Complete the following =>
1: Answer these from the Mystery Jets interview:
(a) What is the title of the work the interview calls the band's most important to date?
(b) What year does the interview say it is?
(c) Which member of Mystery Jets is named?
2: How would you put this sentence from the Mystery Jets interview into Spanish: "It’s 2019 and the noise is relentless."
3: What comes next in the Mystery Jets interview? Write a continuation that picks up right after its final sentence.

Source passage =>
☆ ☆ ☆

The People Have The Power: Mystery Jets

Interview The People Have The Power: Mystery Jets

Having already set their sonic sights on the ’80s and outer space, on ‘A Billion Heartbeats’, Jets’ feet are firmly back on Earth, documenting the here and now in their most important work to date.

It’s 2019 and the noise is relentless. The external noise of a world audibly slipping into political, ecological and social chaos, and the constant internal hum of doubt brought about by life reflected and warped by a screen. It’s a cacophony that you can try to escape but, as Mystery Jets’ Blaine Harrison found out, it’s one that perhaps only starts to quieten when you confront it head on.

☆ ☆ ☆

Extracted information =>
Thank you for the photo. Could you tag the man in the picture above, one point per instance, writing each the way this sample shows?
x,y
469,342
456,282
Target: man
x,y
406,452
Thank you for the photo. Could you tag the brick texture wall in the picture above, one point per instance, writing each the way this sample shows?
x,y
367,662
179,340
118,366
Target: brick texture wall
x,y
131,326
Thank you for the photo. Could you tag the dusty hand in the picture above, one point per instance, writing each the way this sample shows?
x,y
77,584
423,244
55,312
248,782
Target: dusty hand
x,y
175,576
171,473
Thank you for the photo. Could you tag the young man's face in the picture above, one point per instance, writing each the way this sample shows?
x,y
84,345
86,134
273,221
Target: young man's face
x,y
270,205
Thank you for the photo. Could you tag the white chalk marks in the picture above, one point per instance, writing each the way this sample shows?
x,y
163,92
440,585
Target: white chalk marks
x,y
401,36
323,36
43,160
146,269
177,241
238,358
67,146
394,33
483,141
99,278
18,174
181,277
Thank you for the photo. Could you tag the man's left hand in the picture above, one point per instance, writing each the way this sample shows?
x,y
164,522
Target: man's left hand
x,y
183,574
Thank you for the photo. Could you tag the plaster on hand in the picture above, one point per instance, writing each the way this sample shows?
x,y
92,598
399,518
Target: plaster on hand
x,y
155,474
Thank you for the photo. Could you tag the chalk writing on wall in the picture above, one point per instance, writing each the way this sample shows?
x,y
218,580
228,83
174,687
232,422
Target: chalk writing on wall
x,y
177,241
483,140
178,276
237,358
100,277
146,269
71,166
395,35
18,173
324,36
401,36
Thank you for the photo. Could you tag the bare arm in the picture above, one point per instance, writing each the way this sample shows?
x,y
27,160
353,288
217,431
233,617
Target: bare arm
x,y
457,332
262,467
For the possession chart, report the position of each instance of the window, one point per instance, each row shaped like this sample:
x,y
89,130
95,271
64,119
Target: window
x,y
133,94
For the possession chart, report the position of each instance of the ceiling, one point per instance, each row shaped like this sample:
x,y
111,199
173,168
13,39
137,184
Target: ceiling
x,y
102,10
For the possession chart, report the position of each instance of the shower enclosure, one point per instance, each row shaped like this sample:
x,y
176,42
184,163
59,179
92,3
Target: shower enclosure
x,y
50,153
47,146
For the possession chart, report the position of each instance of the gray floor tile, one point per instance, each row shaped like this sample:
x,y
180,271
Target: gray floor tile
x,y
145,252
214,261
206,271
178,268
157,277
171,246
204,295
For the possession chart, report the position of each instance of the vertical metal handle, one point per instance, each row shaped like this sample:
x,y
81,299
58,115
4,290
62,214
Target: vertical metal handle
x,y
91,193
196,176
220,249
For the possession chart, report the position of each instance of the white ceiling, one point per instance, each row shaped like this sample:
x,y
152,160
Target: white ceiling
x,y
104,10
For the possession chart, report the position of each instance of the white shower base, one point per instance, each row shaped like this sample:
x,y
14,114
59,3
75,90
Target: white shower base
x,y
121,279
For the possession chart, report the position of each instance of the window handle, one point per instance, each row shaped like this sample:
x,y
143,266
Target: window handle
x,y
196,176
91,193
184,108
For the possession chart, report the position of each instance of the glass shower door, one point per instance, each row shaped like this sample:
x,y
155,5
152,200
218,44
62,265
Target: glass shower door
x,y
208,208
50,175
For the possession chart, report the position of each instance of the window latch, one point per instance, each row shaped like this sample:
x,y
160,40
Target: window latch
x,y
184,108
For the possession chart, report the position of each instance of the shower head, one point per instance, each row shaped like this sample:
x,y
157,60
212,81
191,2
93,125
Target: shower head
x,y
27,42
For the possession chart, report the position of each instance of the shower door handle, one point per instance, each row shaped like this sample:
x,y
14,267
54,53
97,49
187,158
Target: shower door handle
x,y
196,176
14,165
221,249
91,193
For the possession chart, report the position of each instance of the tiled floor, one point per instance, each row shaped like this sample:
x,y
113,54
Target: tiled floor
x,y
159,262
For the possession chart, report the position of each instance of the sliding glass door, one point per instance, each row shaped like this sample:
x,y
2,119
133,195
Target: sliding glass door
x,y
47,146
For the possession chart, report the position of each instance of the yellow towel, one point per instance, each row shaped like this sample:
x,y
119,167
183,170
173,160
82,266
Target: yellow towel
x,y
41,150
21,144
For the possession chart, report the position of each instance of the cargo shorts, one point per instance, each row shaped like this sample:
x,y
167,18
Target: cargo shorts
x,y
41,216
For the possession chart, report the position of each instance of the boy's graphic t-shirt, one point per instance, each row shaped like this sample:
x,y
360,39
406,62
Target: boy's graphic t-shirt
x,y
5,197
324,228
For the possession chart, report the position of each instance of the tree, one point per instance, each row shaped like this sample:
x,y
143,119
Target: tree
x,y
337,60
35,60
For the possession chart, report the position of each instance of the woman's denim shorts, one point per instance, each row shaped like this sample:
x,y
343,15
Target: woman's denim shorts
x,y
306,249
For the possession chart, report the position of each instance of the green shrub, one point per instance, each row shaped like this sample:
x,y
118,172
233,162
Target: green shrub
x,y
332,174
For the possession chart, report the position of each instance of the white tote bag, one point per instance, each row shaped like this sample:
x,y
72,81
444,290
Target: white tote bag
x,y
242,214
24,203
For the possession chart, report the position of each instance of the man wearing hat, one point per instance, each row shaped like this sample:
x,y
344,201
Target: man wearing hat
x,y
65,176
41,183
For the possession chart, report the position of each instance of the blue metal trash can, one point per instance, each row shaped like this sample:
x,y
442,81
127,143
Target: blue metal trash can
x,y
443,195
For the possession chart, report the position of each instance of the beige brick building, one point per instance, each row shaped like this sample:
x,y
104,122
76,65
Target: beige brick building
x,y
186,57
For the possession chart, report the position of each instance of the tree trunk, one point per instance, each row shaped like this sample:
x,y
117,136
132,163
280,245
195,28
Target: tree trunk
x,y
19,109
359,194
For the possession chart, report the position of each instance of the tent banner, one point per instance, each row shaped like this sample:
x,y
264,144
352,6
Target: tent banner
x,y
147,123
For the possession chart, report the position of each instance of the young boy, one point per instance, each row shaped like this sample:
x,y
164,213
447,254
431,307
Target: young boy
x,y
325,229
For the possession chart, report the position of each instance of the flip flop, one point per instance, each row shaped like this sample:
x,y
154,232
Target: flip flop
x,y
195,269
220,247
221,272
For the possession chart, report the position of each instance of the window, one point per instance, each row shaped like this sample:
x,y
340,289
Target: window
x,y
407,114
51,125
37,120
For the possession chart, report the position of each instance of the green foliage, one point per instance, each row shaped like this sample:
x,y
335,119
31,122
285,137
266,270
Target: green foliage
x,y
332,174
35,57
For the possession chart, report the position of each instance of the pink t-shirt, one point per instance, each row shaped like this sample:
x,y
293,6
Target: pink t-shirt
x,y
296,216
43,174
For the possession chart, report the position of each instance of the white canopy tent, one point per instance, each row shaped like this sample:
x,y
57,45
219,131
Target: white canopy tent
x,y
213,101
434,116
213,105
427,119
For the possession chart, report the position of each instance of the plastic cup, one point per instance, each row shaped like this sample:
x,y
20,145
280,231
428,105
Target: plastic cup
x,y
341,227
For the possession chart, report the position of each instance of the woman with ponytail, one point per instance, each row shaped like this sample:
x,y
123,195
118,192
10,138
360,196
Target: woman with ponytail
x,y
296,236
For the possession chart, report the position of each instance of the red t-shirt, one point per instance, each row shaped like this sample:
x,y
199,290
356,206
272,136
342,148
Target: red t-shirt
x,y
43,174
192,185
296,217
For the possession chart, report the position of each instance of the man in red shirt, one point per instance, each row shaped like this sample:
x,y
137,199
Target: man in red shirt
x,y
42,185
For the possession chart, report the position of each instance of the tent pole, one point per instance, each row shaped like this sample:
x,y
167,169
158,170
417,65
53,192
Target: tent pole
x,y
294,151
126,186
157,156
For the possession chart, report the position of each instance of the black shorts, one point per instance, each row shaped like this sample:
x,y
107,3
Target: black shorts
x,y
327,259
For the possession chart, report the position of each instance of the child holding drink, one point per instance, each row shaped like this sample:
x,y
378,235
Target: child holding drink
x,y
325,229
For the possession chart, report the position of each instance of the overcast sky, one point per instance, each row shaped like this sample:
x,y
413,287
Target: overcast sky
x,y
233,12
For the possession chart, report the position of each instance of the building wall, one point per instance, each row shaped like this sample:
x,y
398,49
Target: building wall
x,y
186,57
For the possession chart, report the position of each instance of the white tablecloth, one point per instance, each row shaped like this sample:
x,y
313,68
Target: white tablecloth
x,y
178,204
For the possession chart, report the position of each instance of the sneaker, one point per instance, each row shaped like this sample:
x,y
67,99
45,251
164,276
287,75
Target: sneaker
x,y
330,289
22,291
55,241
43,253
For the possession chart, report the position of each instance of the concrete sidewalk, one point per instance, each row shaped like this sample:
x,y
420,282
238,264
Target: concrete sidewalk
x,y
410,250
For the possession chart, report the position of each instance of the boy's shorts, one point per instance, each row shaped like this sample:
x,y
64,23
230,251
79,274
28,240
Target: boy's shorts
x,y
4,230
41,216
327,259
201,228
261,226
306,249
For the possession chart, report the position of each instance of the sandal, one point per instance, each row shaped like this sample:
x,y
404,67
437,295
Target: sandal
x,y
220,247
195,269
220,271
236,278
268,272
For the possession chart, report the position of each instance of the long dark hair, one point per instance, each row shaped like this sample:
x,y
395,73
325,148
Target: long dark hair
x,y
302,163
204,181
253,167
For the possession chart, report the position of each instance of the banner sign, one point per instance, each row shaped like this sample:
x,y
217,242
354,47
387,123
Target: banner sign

☆ ☆ ☆

Outputs in order =>
1:
(a) 'A Billion Heartbeats'
(b) 2019
(c) Blaine Harrison

2: Es 2019 y el ruido es implacable.

3:
When the London band finished touring 2016’s ‘Curve of the Earth’ – a “really intense” three-year album cycle that saw the quartet living in each other’s pockets, the singer and bassist Jack Flanagan even sharing a bed for half the making of the record (“Nothing happened,” Blaine notes with a chuckle) – they emerged out the other side, understandably in need of some space. A series of personal events had also taken their toll. Blaine had ended up hospitalised for three months, and Jack, going through a rough patch, temporarily left the band. “I developed a bit of an ego and became a difficult person for a while,” the bassist concedes, now back to his usual, characteristic ball of eager energy. “But I took some time out and decided that I missed these three loves of my life, and came crawling back on my knees.”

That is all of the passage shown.